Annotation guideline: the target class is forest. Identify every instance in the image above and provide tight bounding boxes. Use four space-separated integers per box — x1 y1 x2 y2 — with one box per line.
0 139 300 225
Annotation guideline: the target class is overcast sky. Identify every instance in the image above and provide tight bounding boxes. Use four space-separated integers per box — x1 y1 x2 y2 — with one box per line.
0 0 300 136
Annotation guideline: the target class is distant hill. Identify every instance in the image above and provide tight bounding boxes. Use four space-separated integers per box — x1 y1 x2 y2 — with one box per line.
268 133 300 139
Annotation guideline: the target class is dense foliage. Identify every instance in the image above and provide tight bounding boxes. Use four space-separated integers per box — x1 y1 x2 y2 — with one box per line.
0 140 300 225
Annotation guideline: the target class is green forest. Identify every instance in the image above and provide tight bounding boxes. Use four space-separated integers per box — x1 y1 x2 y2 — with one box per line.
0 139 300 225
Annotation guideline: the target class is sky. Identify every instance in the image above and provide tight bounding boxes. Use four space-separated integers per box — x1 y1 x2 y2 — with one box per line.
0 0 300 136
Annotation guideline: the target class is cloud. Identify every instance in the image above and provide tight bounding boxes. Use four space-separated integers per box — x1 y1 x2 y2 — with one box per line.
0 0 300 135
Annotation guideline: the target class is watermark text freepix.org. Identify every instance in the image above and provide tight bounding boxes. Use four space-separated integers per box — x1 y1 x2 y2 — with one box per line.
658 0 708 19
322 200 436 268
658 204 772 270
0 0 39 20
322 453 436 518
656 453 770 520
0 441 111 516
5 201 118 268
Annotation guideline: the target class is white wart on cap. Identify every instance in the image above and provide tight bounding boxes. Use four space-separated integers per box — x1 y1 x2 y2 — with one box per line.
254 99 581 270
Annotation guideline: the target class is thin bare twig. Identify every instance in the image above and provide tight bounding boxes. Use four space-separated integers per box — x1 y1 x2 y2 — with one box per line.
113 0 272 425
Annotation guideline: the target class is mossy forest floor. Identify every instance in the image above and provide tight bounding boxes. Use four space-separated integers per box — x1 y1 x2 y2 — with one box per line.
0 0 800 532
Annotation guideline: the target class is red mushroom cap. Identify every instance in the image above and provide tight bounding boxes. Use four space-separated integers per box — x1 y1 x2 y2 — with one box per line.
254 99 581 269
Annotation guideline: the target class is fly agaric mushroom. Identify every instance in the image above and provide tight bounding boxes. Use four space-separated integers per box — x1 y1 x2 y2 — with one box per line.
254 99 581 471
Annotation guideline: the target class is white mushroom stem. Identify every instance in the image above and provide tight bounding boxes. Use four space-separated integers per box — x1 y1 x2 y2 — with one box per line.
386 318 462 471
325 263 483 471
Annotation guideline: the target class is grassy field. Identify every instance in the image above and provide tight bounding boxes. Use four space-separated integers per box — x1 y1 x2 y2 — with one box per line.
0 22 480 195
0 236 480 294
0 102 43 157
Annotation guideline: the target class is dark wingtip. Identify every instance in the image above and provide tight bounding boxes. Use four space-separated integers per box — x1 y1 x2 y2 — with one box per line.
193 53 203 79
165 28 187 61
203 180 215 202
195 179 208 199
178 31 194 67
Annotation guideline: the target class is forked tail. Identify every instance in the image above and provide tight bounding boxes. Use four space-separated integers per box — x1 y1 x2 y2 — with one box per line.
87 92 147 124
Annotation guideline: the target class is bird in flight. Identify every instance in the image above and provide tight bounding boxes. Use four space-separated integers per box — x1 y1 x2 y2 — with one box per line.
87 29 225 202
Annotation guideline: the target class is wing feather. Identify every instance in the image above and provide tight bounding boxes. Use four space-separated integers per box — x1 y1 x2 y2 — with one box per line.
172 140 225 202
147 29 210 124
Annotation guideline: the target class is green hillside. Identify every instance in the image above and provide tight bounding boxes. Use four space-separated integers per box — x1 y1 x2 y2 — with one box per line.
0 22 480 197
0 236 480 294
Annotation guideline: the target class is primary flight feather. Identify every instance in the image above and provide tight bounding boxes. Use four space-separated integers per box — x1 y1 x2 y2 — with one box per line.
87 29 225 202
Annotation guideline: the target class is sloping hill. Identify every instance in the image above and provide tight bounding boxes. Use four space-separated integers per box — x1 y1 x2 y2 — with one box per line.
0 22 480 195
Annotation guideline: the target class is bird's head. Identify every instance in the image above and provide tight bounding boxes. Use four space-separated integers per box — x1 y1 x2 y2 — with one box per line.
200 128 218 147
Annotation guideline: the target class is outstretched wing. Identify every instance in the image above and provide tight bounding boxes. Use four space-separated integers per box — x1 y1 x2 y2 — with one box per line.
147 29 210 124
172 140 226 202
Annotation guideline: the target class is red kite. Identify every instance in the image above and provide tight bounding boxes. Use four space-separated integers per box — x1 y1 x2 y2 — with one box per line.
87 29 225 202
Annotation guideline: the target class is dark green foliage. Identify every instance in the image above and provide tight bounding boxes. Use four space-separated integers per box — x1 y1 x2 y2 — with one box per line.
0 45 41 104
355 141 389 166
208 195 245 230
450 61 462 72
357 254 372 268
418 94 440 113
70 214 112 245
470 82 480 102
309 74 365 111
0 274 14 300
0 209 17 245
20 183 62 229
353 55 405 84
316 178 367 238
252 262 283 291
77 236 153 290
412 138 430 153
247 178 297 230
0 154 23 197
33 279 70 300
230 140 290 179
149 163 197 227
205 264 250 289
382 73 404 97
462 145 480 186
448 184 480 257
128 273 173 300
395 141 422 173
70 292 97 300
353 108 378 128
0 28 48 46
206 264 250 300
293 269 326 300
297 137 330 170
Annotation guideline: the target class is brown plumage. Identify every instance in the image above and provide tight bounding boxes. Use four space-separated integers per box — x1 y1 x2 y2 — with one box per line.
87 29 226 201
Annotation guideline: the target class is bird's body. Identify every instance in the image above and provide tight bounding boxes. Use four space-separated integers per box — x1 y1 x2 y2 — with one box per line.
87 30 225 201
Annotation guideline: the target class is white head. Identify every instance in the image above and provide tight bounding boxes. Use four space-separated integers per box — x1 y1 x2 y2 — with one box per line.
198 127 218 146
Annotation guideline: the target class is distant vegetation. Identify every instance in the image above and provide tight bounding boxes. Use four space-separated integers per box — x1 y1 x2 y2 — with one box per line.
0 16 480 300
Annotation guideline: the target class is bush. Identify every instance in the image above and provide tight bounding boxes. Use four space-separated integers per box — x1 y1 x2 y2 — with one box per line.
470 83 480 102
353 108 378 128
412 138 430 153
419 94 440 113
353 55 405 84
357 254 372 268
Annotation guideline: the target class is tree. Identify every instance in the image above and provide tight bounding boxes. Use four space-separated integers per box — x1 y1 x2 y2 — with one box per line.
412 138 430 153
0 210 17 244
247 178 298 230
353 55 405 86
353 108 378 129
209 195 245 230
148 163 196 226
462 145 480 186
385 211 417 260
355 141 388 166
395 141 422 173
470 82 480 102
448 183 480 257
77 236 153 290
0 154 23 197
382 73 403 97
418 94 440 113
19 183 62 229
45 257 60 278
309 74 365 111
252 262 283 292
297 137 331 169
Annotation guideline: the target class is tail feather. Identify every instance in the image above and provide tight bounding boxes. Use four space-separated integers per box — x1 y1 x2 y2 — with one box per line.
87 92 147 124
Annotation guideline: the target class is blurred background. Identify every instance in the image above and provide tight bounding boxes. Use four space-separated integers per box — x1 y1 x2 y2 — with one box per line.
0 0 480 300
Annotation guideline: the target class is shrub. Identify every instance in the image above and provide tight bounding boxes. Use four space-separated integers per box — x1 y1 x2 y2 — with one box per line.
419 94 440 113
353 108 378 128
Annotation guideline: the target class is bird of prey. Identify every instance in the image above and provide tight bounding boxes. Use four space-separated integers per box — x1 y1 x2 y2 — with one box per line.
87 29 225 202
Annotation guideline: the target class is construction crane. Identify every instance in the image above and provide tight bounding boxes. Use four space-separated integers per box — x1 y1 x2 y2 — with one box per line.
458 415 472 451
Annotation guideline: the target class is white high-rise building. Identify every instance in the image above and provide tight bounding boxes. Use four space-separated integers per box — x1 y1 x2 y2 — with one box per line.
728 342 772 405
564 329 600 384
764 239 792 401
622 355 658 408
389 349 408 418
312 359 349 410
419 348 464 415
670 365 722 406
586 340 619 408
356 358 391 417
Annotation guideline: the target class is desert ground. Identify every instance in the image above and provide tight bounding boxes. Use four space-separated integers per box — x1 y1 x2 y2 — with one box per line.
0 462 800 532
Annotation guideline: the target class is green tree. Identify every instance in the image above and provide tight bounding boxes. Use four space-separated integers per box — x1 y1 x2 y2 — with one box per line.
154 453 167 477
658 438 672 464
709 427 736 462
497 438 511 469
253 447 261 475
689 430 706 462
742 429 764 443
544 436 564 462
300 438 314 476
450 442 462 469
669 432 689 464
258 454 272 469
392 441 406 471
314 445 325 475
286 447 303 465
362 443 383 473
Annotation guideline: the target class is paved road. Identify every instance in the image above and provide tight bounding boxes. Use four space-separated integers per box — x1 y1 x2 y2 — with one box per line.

————

# Work to do
Please rewrite the listing, starting at the line that contains "Annotation guideline: the target class is dense" and stopping after the line that contains "0 0 300 135", with "Annotation guideline" changed to "Labeling rule" and everything else left as it is.

# Written reply
Labeling rule: the target class is dense foliage. Identify every instance in the image above and provide tight bounding boxes. Use four space-separated integers per box — x1 y1 x2 y2 — with one box per line.
0 140 300 225
Labeling rule: the target class is green forest. Identify every instance in the image above and provide tight bounding boxes. Use four space-separated integers per box — x1 y1 x2 y2 — with one box per line.
0 139 300 225
Labeling rule: the target class is sky. Identify every instance in the image above and provide tight bounding boxes. Use four space-separated integers per box — x1 y1 x2 y2 — with one box per line.
0 0 300 136
Labeling rule: the target class is cloud. Identify every instance in the image above and provide tight bounding boxes. Use four space-separated integers per box — x1 y1 x2 y2 — with one box per line.
0 0 300 135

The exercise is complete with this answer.